[Items from a data source]
════════════════════

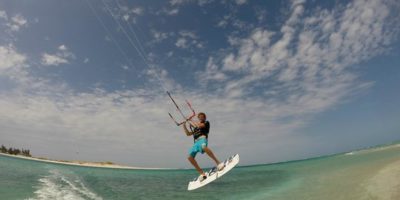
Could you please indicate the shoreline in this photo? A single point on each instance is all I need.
(83, 163)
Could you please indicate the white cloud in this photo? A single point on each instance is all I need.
(173, 11)
(181, 43)
(49, 59)
(188, 39)
(240, 2)
(125, 67)
(3, 15)
(10, 58)
(62, 48)
(16, 22)
(86, 60)
(63, 56)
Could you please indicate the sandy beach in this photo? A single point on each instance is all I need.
(81, 163)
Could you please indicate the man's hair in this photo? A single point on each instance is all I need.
(201, 113)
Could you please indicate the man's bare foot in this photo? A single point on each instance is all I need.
(220, 166)
(202, 177)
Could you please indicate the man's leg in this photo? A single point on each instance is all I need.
(194, 163)
(211, 154)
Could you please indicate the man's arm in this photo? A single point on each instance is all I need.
(197, 124)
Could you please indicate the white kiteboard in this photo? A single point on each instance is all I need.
(214, 174)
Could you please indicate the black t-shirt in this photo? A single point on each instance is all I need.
(201, 131)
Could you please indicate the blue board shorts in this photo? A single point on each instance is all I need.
(198, 146)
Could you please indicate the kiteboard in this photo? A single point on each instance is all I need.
(213, 174)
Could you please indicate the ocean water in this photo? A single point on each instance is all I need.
(365, 174)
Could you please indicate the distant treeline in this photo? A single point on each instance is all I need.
(15, 151)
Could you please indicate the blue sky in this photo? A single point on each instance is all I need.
(279, 80)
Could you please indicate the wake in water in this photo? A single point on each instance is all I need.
(64, 185)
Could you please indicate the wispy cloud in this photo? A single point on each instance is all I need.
(61, 57)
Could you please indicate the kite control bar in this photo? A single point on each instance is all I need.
(180, 111)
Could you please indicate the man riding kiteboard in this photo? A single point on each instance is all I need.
(200, 131)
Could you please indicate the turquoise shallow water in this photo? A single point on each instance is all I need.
(366, 174)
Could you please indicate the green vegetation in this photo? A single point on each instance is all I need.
(15, 151)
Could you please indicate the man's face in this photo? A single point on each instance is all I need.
(201, 118)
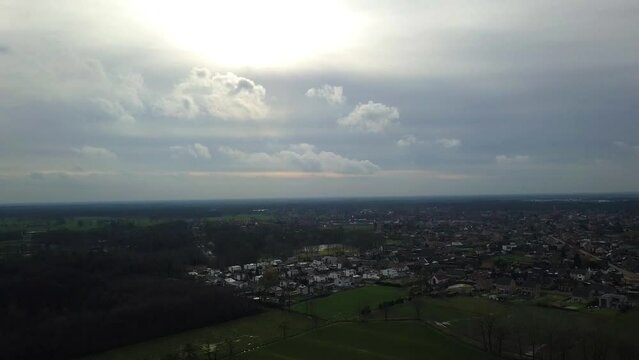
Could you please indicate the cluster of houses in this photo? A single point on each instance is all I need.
(497, 254)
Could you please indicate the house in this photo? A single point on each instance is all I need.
(581, 295)
(615, 301)
(438, 279)
(504, 285)
(529, 288)
(580, 274)
(390, 273)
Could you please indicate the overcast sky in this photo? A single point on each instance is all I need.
(154, 100)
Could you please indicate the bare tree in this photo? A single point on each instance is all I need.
(229, 345)
(418, 304)
(284, 327)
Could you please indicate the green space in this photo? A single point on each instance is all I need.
(243, 333)
(347, 305)
(244, 218)
(292, 335)
(370, 340)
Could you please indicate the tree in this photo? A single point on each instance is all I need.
(229, 345)
(577, 260)
(270, 277)
(284, 327)
(189, 352)
(385, 307)
(418, 304)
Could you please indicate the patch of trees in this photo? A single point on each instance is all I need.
(237, 244)
(70, 301)
(547, 335)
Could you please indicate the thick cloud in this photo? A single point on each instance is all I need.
(370, 117)
(301, 157)
(196, 150)
(407, 141)
(332, 94)
(224, 96)
(448, 143)
(94, 152)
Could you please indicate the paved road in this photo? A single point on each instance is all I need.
(629, 276)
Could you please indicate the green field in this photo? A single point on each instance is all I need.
(263, 217)
(347, 305)
(370, 340)
(344, 337)
(244, 333)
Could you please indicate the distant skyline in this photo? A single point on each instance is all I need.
(166, 100)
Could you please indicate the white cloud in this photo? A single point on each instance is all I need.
(515, 159)
(301, 157)
(114, 109)
(370, 117)
(196, 150)
(332, 94)
(406, 141)
(448, 143)
(95, 152)
(225, 96)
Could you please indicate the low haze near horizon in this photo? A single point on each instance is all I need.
(152, 100)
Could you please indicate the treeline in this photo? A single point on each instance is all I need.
(236, 244)
(68, 300)
(546, 335)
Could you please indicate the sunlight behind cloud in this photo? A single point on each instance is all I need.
(252, 33)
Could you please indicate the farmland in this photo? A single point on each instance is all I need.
(347, 305)
(372, 340)
(242, 333)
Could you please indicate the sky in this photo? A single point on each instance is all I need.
(160, 100)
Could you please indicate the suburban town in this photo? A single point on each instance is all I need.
(561, 259)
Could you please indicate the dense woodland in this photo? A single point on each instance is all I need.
(72, 298)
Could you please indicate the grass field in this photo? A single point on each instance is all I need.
(346, 305)
(370, 340)
(245, 333)
(243, 218)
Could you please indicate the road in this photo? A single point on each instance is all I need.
(629, 276)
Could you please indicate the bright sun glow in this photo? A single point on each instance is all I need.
(253, 33)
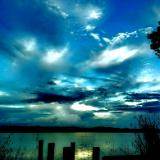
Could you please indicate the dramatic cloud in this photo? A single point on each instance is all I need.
(77, 63)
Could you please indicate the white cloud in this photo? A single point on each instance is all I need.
(94, 13)
(29, 44)
(82, 107)
(113, 56)
(95, 36)
(89, 27)
(104, 115)
(52, 55)
(2, 93)
(119, 38)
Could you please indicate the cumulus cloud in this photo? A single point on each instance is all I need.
(112, 57)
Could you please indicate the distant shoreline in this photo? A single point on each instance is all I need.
(42, 129)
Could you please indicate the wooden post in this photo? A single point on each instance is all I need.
(72, 151)
(51, 147)
(69, 152)
(40, 150)
(96, 153)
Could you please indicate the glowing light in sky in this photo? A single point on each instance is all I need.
(29, 45)
(89, 27)
(83, 154)
(94, 14)
(53, 55)
(82, 107)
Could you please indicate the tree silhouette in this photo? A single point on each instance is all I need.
(155, 40)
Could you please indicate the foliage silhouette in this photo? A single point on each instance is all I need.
(155, 40)
(148, 142)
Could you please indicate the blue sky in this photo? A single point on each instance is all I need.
(77, 62)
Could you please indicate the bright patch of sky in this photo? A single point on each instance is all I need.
(82, 63)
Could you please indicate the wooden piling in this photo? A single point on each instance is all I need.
(51, 147)
(96, 153)
(40, 150)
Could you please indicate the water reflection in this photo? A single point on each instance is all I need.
(109, 143)
(83, 154)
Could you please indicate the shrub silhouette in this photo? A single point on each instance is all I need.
(148, 142)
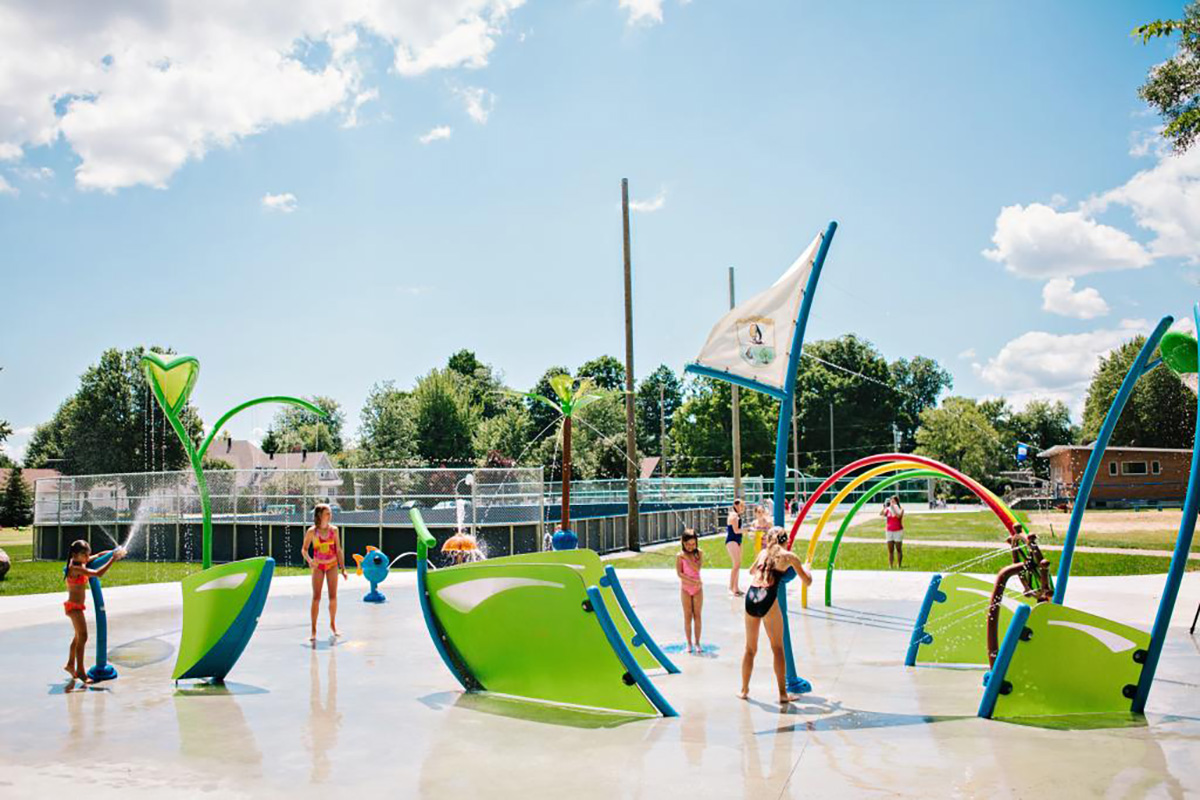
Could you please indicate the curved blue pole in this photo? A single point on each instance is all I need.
(795, 683)
(641, 636)
(1139, 367)
(102, 669)
(1179, 565)
(627, 659)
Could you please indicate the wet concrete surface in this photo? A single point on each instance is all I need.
(378, 713)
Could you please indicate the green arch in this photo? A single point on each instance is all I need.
(867, 495)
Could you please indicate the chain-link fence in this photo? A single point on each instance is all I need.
(157, 516)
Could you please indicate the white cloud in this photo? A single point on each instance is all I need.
(1165, 200)
(1037, 241)
(1054, 366)
(478, 102)
(436, 133)
(363, 97)
(653, 204)
(1059, 296)
(139, 89)
(285, 203)
(643, 11)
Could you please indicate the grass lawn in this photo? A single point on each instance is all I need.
(983, 525)
(918, 559)
(28, 577)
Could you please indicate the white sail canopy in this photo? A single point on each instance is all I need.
(751, 344)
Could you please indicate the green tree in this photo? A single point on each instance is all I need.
(702, 432)
(605, 372)
(1161, 411)
(295, 428)
(918, 382)
(960, 434)
(112, 423)
(858, 388)
(16, 503)
(647, 407)
(507, 434)
(487, 394)
(387, 428)
(443, 417)
(1173, 86)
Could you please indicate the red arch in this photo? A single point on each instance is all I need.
(971, 483)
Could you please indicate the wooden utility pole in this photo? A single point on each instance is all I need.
(633, 537)
(737, 417)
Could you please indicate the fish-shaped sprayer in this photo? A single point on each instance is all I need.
(375, 566)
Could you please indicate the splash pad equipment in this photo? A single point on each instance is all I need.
(743, 349)
(1056, 660)
(375, 566)
(552, 627)
(221, 605)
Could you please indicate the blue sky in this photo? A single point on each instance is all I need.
(251, 186)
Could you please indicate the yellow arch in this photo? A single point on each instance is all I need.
(891, 467)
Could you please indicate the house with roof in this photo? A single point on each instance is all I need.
(1128, 476)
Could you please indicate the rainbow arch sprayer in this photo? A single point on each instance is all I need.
(1056, 660)
(552, 627)
(221, 603)
(757, 346)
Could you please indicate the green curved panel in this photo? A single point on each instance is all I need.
(1072, 662)
(591, 569)
(221, 609)
(958, 623)
(522, 630)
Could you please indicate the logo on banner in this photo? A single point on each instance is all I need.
(756, 340)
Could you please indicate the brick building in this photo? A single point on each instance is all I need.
(1127, 475)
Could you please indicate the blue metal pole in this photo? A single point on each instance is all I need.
(795, 683)
(1179, 564)
(102, 669)
(1137, 370)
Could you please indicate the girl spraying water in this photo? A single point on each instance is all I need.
(691, 590)
(76, 573)
(325, 542)
(766, 575)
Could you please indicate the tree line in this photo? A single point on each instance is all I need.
(851, 402)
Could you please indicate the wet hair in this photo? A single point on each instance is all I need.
(77, 546)
(689, 535)
(773, 543)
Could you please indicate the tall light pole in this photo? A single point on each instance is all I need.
(633, 539)
(737, 417)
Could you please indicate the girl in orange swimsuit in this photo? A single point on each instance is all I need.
(325, 543)
(76, 573)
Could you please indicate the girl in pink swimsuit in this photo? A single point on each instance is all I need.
(691, 590)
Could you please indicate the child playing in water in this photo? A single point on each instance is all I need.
(76, 573)
(762, 607)
(691, 590)
(327, 557)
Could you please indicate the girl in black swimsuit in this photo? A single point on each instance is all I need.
(766, 575)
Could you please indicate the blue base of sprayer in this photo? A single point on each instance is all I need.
(99, 673)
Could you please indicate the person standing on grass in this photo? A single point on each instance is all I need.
(893, 516)
(733, 543)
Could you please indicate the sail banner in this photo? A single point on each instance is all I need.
(751, 344)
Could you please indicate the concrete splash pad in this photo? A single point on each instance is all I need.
(377, 711)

════════════════════

◆ Task brief ◆
Recast the lines of the records as a numbered list, starting at the line with "Could you please indicate the green tree" and ending with the line with "(1137, 370)", both included. Leave out any blank lines.

◆ Answer to the exercise ◆
1. Could you please indicate the green tree in this photo? A single point on each instance is all I need.
2. (702, 432)
3. (605, 372)
4. (1161, 411)
5. (295, 428)
6. (918, 382)
7. (960, 434)
8. (112, 423)
9. (858, 388)
10. (16, 503)
11. (647, 407)
12. (507, 434)
13. (487, 394)
14. (387, 428)
15. (443, 417)
16. (1173, 86)
17. Could you please indicate the red arch in this photo? A single point on each instance is all I need.
18. (971, 483)
19. Could you please indicate the wooden utility pole in this photo? A single point on each instance is all I need.
20. (633, 537)
21. (737, 417)
22. Could you please indicate the fish-shaped sprayer in this photo? A single point on each instance is all I need.
23. (375, 566)
24. Could you please indicate the splash pad equipment in this photo? A single point on each instance is all I need.
25. (743, 349)
26. (1056, 660)
27. (375, 566)
28. (552, 627)
29. (221, 605)
30. Could you please indicate the blue sky in this photo? A single point on each instance is all I need.
31. (251, 186)
32. Could you please indicate the yellow arch in this photo? A single point on each instance is all I need.
33. (891, 467)
34. Could you please indicate the house with roof in this photo? A single point on each instance is all I need.
35. (1128, 476)
36. Could you please indicate the rainbow arch sprayer in this photo? A single point on each instance is all I need.
37. (1056, 660)
38. (552, 627)
39. (221, 603)
40. (757, 346)
41. Could you please indicate the green curved panel in this photo? A single point on each instance is all I need.
42. (1072, 662)
43. (591, 569)
44. (221, 609)
45. (958, 623)
46. (522, 630)
47. Could you please indicate the logo on banner in this photo? A single point on each instance is all I need.
48. (756, 340)
49. Could you please indicate the brick building in this photo? A single point on each instance is all I need.
50. (1127, 475)
51. Could you please indicate the blue metal pole in this photo? A single point on each instance is all I need.
52. (795, 683)
53. (1179, 564)
54. (102, 669)
55. (1137, 370)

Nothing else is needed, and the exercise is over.